Each entry below should be returned exactly as is, with the pictures removed.

Start RECORDS FOR PROCESSING

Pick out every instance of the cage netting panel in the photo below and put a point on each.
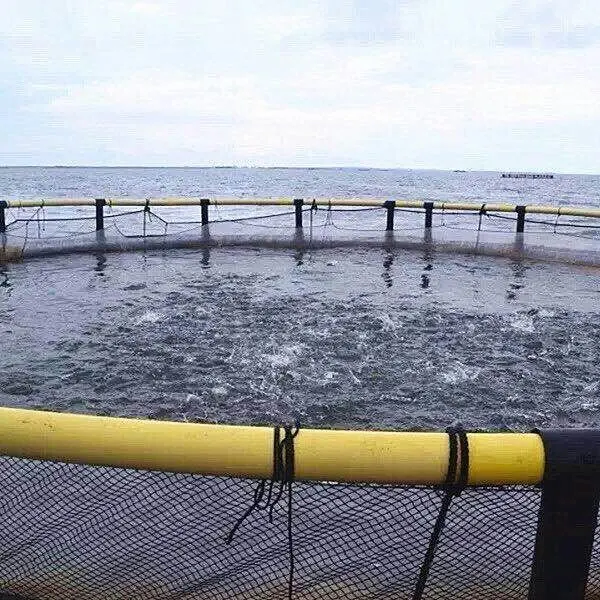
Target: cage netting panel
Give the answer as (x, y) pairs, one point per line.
(76, 531)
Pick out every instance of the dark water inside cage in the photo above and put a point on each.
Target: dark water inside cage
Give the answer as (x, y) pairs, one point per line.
(351, 337)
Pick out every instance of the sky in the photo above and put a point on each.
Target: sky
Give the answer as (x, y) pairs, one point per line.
(494, 85)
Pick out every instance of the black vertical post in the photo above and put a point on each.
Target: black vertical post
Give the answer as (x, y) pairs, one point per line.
(428, 206)
(3, 206)
(390, 206)
(567, 516)
(100, 202)
(204, 202)
(520, 210)
(298, 204)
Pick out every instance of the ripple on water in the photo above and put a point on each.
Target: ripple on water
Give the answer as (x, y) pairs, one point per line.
(250, 346)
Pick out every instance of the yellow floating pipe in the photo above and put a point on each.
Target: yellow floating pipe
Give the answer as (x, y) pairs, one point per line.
(242, 451)
(353, 202)
(50, 202)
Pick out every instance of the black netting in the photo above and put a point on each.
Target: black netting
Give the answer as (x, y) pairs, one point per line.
(55, 229)
(79, 532)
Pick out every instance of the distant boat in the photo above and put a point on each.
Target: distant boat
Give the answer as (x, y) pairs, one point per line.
(528, 175)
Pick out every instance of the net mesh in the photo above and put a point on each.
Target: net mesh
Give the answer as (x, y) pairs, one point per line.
(73, 531)
(50, 230)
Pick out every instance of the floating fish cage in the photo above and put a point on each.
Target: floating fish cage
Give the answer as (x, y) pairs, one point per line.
(104, 507)
(54, 226)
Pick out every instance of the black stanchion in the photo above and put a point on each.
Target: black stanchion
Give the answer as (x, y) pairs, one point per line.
(100, 203)
(568, 515)
(204, 202)
(298, 204)
(3, 207)
(390, 206)
(428, 206)
(520, 210)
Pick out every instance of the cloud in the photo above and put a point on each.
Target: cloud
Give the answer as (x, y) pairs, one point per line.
(318, 83)
(555, 24)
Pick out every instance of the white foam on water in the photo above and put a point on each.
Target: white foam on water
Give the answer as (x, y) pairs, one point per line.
(522, 322)
(220, 391)
(388, 323)
(460, 373)
(591, 405)
(286, 356)
(150, 318)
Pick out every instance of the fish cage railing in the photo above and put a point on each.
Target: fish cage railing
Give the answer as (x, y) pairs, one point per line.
(97, 507)
(301, 204)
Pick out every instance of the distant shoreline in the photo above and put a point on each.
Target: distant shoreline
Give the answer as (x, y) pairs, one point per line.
(275, 168)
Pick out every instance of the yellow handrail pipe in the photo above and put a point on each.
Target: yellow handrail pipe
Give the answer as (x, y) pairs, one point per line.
(573, 211)
(247, 451)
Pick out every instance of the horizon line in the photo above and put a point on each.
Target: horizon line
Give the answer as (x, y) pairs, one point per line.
(273, 167)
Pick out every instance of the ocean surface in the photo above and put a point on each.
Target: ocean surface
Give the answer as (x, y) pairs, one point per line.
(354, 337)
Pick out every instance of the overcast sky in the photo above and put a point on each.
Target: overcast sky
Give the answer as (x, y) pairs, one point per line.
(440, 84)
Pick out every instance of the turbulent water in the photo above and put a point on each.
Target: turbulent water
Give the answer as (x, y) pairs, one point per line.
(349, 338)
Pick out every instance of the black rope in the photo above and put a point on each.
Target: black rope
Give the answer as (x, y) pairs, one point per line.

End RECORDS FOR PROCESSING

• CORRECT RESULT:
Pick out every instance of the cage netting panel in the photo below and put a point on each.
Target: cage netting panel
Give the answer as (x, y) pairs, one point per line.
(76, 531)
Pick out every instance of the dark water inside cage in the photo above and put a point on each.
Target: dark water inside cage
Give the answer as (x, y) pairs, one point per line.
(351, 337)
Pick out every instance of the sky in the photo above and put a point on each.
Target: sky
Give the answer as (x, y) pairs, one point per line.
(494, 85)
Pick out every instance of the black vertical post in the photo above and put a point on each.
Target: black vertical post
Give the answer as (x, y) pairs, one point per line.
(428, 206)
(3, 206)
(390, 206)
(567, 516)
(100, 202)
(204, 202)
(520, 210)
(298, 204)
Pick out every instance of the ripple on water in the photo above and put a point on each.
Target: ripple on water
Give the answer as (x, y) pairs, one point per line.
(250, 346)
Pick out every instance of the yellow floating pipe in the photo above and put a point on each.
Target: yellow floating pipe
Give the answer as (x, y) pairs, one point per line.
(242, 451)
(353, 202)
(50, 202)
Pick out every instance of the black netting in the photo above and put a point on each.
Target: black netting
Give the answer as (x, y) pairs, one point per line.
(55, 229)
(79, 532)
Pick out every instance of the distant boat in the photo above and put a point on each.
Target: distant boat
Give the answer as (x, y) pairs, one point per line.
(528, 175)
Pick out every instance of the net mesh in the photo above and put a point on each.
Target: net mesh
Give the answer as (x, y) pairs, one point per line.
(73, 531)
(50, 230)
Pick out every instance of the floating fish cage in the photo above and put a point on each.
Target: floating fish cage
Give the answer as (x, y) pairs, one point per line.
(104, 507)
(54, 226)
Pick out every instance of the black stanchion in the photo above and put a point on each.
Target: black stanchion
Give the answer as (x, y) pairs, one point per line.
(100, 203)
(568, 515)
(204, 202)
(298, 204)
(3, 207)
(390, 206)
(428, 206)
(520, 210)
Pick out every instance of the cloud in the photo above and put a point on each.
Target: cloud
Give the answer as (x, y) pairs, one point per line.
(318, 83)
(555, 24)
Pick out every instance of the white foam on water in the photo above and put a point on each.
Target: white foam on water
Give the answer as (x, y) pairs, one point per line.
(522, 322)
(220, 391)
(388, 323)
(460, 373)
(591, 405)
(286, 356)
(150, 318)
Pick out every instance of the fish cage railing in the photo above and put a point on each.
Target: fish cage railing
Give the answer as (x, y) pairs, one point per line.
(97, 507)
(301, 204)
Pick out every instance of the distant shoreline in the photo above and put a point on each.
Target: distant shoreline
Give the answer as (x, y) pairs, one point per line.
(275, 168)
Pick out every instance of the yellow handrail pipe in the photo above and put a point on each.
Target: yellow handrail pipe
Give the answer as (x, y) pairs, one point per line.
(573, 211)
(247, 451)
Pick out every instance of the horizon line in the photo above and put a point on each.
Target: horizon line
Give the answer as (x, y) pairs, one point per line.
(273, 167)
Pick out every instance of the ocean surface in the photo above and put a point on each.
Target: ocean surface
Give the answer as (x, y) pairs, one point per line.
(354, 337)
Pick out every instance of the overcast sky in the photo above and put a point on each.
Target: overcast sky
Give the answer as (x, y) pairs, one point per line.
(440, 84)
Pick out every instance of the turbulent water in the photo above and put a point on each.
Target: turbulent water
Give the answer as (x, y) pairs, one point per line.
(349, 338)
Pick out every instance of the black rope in the photo above and put a point on each.
Target: black rope
Give the answer as (x, y) pairs, one point per line.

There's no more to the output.